**Material for this task**

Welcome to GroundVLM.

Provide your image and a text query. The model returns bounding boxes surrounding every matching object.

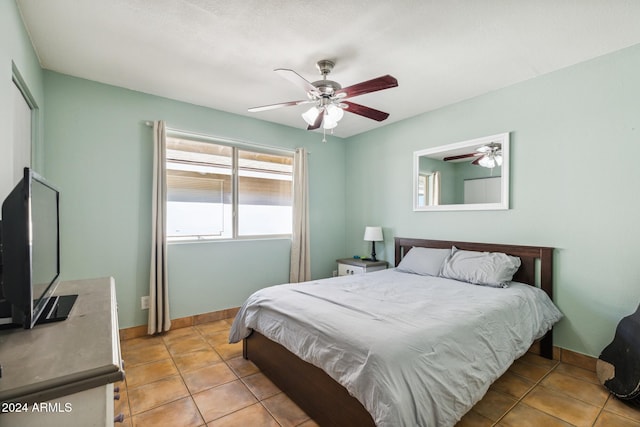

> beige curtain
[432,171,441,206]
[148,120,171,334]
[290,148,311,283]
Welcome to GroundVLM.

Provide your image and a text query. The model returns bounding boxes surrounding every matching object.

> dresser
[337,258,388,276]
[0,277,124,426]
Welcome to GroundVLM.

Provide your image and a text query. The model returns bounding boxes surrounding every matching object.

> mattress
[229,269,562,426]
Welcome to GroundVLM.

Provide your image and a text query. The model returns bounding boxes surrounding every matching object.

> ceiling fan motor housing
[312,79,342,97]
[313,60,341,97]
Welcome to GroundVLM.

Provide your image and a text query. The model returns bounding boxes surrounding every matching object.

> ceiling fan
[443,142,503,168]
[248,59,398,139]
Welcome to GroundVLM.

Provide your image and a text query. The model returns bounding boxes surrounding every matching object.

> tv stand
[0,294,78,329]
[36,294,78,325]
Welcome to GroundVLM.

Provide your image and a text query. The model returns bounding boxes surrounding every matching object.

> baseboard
[119,306,240,341]
[556,347,598,372]
[528,341,597,372]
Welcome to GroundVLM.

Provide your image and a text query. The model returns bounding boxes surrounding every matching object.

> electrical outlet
[141,296,149,310]
[332,270,338,277]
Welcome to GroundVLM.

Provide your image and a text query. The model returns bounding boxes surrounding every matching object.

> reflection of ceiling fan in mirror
[248,59,398,140]
[443,142,503,168]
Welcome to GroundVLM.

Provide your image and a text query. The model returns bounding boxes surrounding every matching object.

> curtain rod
[144,121,309,155]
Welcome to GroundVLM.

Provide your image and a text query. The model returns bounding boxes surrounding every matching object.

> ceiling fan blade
[443,153,481,161]
[336,75,398,99]
[471,156,484,165]
[248,99,312,112]
[274,68,318,95]
[307,109,324,130]
[343,101,389,122]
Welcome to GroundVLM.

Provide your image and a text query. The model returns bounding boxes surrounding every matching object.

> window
[417,172,440,207]
[166,135,293,241]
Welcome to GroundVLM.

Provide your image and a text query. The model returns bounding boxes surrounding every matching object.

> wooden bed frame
[243,237,555,426]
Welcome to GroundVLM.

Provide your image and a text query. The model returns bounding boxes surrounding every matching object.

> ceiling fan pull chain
[322,127,327,143]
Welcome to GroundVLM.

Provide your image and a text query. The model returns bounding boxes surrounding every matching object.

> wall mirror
[413,132,510,211]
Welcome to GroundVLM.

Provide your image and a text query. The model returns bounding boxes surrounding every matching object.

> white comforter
[229,269,562,427]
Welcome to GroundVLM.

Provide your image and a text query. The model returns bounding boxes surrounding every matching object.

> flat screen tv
[0,167,76,329]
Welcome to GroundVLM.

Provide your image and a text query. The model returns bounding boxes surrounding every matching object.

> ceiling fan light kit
[248,59,398,140]
[302,104,344,129]
[477,154,502,168]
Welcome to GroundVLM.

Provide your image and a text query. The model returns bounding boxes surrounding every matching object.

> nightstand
[337,258,388,276]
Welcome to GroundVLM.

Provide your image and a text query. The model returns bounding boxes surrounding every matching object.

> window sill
[167,235,292,245]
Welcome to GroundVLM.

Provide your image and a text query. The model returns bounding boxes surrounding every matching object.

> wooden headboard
[394,237,555,358]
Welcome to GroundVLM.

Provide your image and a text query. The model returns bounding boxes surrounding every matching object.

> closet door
[12,80,32,180]
[464,176,501,204]
[1,81,32,201]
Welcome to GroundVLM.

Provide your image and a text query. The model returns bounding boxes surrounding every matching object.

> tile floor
[117,318,640,426]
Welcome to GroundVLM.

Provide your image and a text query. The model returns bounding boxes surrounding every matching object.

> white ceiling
[16,0,640,138]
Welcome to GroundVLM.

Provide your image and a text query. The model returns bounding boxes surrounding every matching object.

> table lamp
[363,226,383,262]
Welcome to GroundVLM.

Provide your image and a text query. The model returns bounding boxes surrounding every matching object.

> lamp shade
[301,106,320,126]
[326,104,344,122]
[363,226,383,242]
[322,115,338,129]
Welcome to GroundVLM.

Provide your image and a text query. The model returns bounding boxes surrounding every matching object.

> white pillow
[440,246,521,288]
[396,247,452,276]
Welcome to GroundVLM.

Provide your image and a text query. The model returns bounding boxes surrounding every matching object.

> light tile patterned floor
[116,319,640,426]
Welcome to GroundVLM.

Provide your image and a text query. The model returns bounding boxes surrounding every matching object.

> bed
[229,237,562,426]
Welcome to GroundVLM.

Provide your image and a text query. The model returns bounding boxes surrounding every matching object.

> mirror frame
[413,132,510,211]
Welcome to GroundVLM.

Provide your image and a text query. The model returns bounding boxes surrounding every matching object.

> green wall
[345,43,640,357]
[42,72,347,328]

**Required work**
Output all the entries exactly, minus any pictures.

**Exercise output**
Welcome to GroundVLM.

Provide your image and a text query. The model returns bounding boxes surrounding every matching object.


> beige curtain
[432,171,441,206]
[148,120,171,334]
[290,148,311,283]
Welcome to GroundVLM.

Provide your image and a text query. The model returns bounding boxes surrounding every matching object.

> dresser
[337,258,388,276]
[0,277,124,426]
Welcome to GroundVLM.

Provide your image and a text query. The model returns bounding boxes surrounding every matching object.

> mattress
[229,269,562,426]
Welcome to GroundVLM.

Provide your image and a text query. The model returns bounding boxes surrounding every matching object.

> ceiling fan motor housing
[312,79,342,97]
[313,60,341,97]
Welcome to GroundVLM.

Provide your image and a text query. The model returns bounding boxes surrounding every matching object.

> ceiling fan
[443,142,503,168]
[248,59,398,139]
Welcome to GroundVLM.

Provide your image and a text query. The model returns bounding boxes surrounding every matching object.

> tv stand
[0,294,78,329]
[36,294,78,325]
Welcome to GroundVLM.

Provide your image and a text query. The model returns bounding boxes surrounding every matching object.

> baseboard
[119,306,240,341]
[556,347,598,372]
[528,341,597,372]
Welcome to GroundVLM.

Provide your image and a text query. The model returns bounding boxes surrounding every matching object.

> electrical outlet
[141,296,149,310]
[332,270,338,277]
Welcome to GroundVLM.

Provide your image and a text query. The model returns bounding boxes surrounding every matching object.

> reflection of ceiling fan in mirror
[248,59,398,140]
[443,142,503,168]
Welcome to GroundVLM.

Provide your image and a text query. The model returns bounding boxes surrounding every matching object.

> curtain rod
[144,121,309,155]
Welcome to GroundVLM.

Provide your image and a text query. The model returns bounding boxes surrounding every matching object.

> ceiling fan blade
[443,153,481,161]
[336,75,398,99]
[471,156,484,165]
[248,99,312,112]
[274,68,318,95]
[307,109,324,130]
[343,101,389,122]
Welcome to GroundVLM.

Provide your image and a text query. The model returns bounding boxes surrounding every matching object.

> window
[417,172,440,207]
[166,135,293,241]
Welcome to GroundVLM.

Provide your image and a text query. The model returns bounding boxes surrounding every matching object.

> wooden bed frame
[243,237,555,426]
Welcome to GroundVLM.

Provide your image and a text query. The model returns bounding boxes surrounding every matching object.

> ceiling fan pull chain
[322,127,327,143]
Welcome to GroundVLM.

Provide your image and a text query. The model returns bounding boxes surrounding every matching object.

> wall mirror
[413,132,510,211]
Welcome to GroundVLM.

Provide your image and a text query. The model returns bounding boxes surrounding every matching object.

> white comforter
[229,269,562,427]
Welcome to GroundVLM.

Provide your image and a text query. The model returns bounding boxes surrounding every matching object.

> flat screen tv
[0,167,76,329]
Welcome to GroundVLM.

Provide your image and a text query. The model returns bounding boxes surrounding every matching object.

> ceiling fan light kit
[248,59,398,140]
[302,104,344,129]
[477,154,502,168]
Welcome to GroundVLM.

Provide your image and a text query. The model returns bounding boxes surrounding every matching object.

> nightstand
[337,258,388,276]
Welcome to GroundVLM.

Provide your image and a text query. The model returns bounding boxes surrounding every matching object.

> window sill
[167,235,292,245]
Welcome to GroundVLM.

Provide your image and a text query. The model returns bounding boxes surrounding every matching object.

> wooden headboard
[394,237,555,358]
Welcome to GroundVLM.

Provide your image and a text query. The model returns bounding boxes surrounding every matching object.

> closet door
[12,80,32,180]
[464,176,501,204]
[1,81,32,201]
Welcome to GroundVLM.

Provide your image and a text query. The model returns bounding boxes surrounding every matching object.

> tile floor
[117,318,640,426]
Welcome to GroundVLM.

Provide your image and a text query. The model returns bounding boxes surrounding every matching object.

> white ceiling
[16,0,640,138]
Welcome to GroundVLM.

Provide your image and a text query. The model returns bounding boxes surrounding every matching object.

> table lamp
[363,226,383,262]
Welcome to GroundVLM.

Provide your image and a text query. The model returns bounding boxes surrounding every matching object.

> lamp shade
[301,106,320,126]
[326,104,344,122]
[363,226,383,242]
[322,115,338,129]
Welcome to GroundVLM.

Provide your image and a text query. The model returns bounding boxes surrounding every matching object.

> white pillow
[440,246,521,288]
[396,247,452,276]
Welcome to GroundVLM.

Provide your image and a text query. The model returns bounding boxes surrounding every matching object.

> light tile patterned floor
[116,319,640,426]
Welcome to GroundVLM.

Provide your image and a text query. The model returns bounding boxes surrounding every matching object.

> bed
[229,237,562,426]
Welcome to GroundVLM.

Provide your image and a text query. The model returns bounding boxes surrounding every matching object.

> mirror frame
[413,132,510,211]
Welcome to GroundVLM.

Provide your image and a text query. The model returns bounding boxes surrounding every matching object.

> green wall
[345,43,640,357]
[42,72,347,328]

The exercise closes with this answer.